• _Exercise_:
Count the lines in the data below that contain the string "helmet", matching case exactly, and reply with that number alone.

= = = =

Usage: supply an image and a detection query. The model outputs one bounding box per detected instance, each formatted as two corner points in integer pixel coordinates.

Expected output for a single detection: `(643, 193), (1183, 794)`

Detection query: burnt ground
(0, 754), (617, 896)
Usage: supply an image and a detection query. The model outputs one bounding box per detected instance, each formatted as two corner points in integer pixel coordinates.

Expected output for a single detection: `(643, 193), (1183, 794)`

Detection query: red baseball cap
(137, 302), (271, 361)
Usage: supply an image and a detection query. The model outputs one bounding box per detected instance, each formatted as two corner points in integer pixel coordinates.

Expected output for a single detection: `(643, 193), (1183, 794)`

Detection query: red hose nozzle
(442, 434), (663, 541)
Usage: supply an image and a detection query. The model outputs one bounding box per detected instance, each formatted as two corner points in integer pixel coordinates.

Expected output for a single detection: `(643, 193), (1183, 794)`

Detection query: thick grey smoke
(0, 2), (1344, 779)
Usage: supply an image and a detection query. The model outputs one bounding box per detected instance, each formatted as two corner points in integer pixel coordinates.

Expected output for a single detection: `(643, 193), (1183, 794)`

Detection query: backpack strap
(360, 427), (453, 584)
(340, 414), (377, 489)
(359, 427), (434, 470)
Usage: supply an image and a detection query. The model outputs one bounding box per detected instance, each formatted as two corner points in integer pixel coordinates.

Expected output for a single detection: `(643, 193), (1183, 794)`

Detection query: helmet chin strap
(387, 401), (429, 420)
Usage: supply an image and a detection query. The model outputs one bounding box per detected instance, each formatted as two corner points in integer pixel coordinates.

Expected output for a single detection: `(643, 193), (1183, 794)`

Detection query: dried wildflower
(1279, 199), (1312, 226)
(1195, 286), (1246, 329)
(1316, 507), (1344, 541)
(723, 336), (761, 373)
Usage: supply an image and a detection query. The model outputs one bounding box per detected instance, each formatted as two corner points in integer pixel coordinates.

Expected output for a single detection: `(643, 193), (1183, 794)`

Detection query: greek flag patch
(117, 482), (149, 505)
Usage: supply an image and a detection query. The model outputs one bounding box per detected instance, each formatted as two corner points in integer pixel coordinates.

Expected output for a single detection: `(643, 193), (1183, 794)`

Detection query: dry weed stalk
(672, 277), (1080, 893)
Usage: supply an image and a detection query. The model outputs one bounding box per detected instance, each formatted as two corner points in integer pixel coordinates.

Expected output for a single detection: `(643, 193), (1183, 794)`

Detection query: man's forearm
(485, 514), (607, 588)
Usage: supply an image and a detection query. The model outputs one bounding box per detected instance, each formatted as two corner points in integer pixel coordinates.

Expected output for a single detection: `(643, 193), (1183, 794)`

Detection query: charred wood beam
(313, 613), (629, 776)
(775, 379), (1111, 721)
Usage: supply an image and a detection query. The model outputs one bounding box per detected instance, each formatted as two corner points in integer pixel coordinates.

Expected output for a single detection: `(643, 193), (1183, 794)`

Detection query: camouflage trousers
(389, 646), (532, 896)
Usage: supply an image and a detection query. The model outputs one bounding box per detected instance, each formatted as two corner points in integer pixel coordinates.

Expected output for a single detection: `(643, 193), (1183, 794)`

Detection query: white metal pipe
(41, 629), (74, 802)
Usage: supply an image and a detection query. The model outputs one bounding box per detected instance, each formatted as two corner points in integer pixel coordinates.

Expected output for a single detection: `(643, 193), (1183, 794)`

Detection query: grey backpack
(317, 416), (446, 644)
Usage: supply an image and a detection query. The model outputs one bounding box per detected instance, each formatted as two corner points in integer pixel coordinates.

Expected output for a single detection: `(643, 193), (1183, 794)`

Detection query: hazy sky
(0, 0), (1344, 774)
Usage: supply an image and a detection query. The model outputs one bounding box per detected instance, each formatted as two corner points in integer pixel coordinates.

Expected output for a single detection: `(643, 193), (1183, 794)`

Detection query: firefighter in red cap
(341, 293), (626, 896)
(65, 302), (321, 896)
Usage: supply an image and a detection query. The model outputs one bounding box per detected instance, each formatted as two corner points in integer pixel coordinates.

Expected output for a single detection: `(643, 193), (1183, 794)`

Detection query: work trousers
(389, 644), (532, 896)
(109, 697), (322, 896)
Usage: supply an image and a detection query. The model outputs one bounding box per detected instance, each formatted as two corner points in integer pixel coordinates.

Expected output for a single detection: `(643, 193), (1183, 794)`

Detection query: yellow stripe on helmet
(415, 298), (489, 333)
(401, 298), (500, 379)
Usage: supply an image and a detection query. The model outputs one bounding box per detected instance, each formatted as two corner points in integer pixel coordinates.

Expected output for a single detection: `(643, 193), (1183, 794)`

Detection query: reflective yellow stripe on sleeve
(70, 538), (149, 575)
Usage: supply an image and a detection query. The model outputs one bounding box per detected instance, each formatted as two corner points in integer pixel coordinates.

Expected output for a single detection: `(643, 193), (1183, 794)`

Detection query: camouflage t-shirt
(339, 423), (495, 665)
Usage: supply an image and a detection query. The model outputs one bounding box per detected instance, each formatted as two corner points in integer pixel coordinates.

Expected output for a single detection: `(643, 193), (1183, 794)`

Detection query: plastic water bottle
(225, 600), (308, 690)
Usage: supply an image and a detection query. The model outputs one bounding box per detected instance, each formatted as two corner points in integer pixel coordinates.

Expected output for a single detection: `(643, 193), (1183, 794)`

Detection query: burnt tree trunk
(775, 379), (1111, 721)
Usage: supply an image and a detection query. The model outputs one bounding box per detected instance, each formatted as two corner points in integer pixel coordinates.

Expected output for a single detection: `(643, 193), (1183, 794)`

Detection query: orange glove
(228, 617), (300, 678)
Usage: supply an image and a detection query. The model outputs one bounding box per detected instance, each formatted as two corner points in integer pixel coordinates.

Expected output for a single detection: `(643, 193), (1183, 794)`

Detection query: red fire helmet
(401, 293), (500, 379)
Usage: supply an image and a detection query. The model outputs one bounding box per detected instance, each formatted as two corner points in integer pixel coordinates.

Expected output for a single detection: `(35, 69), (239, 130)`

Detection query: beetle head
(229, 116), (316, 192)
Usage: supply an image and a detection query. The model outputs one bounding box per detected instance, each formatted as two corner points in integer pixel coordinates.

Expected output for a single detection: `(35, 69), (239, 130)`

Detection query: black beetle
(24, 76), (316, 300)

= = = =

• _Written answer_:
3